• _Document excerpt_:
::::::::

T. M. Healy's view of the Irishtown meeting
T. M. Healy, eventually a bitter opponent of Parnell, presents a view of the Irishtown meeting in which Parnell had not yet seen the potential of a Land War, and also highlights the importance of the coverage provided by The Connaught Telegraph, one of only two newspapers (The Tuam Herald was the other) which covered the event:
No reporters attended the meeting. Power called on me when he returned to London to give an account of it. From what he said I realised that a new portent had arisen out of a leaden sky. He related that footmen in legions and horsemen in squadrons gathered round him to demand reductions of rent. The horsemen, he declared, were organised like cavalry regiments. The police were powerless, and Power foreshadowed that Ireland was on the verge of a movement which would end a dismal chapter. Yet his meeting was unnoted, save by a local weekly, the Castlebar Telegraph, owned by James Daly.

King-Harman, M.P. (afterwards Parliamentary Under-Secretary for Ireland), who read that paper, came upbraidingly to Power in the House of Commons. He and his class watched the trend of politics as stockbrokers do the money markets, for £ s.d. to them was the kernel of the Land question.
When Parnell heard of the success of the Irishtown meeting, he asked Davitt (who had been told to "boycott" it) to get up a second gathering there the following Sunday. At the second demonstration fresh speeches were made which attracted universal attention.

Davitt afterward explained that he would have attended Power's meeting only that he "missed the train." He was a lofty and generous character, yet James Daly, who helped at both gatherings, coined the jibe that Davitt would be "father of the Land League if he had not missed the train." Power refused to come to the second meeting, but the fire they kindled spread into a blaze which inflamed all Ireland.

::::::::

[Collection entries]

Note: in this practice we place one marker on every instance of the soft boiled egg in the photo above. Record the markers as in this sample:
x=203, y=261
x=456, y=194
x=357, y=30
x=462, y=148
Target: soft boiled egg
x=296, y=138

::::::::

• _To do_:
a. Condense the paragraph of the excerpt on the Irishtown meeting that begins "When Parnell heard of the success" into a single shorter sentence that keeps its main facts.
b. Rewrite the collection entries, substituting "hard boiled egg" for every "soft boiled egg" and changing nothing else.

• _Answers given_:
a. After learning that the Irishtown meeting had succeeded, Parnell asked Davitt, who had been told to "boycott" it, to organize a second gathering there the next Sunday, where new speeches attracted universal attention.

b.
Note: in this practice we place one marker on every instance of the hard boiled egg in the photo above. Record the markers as in this sample:
x=203, y=261
x=456, y=194
x=357, y=30
x=462, y=148
Target: hard boiled egg
x=296, y=138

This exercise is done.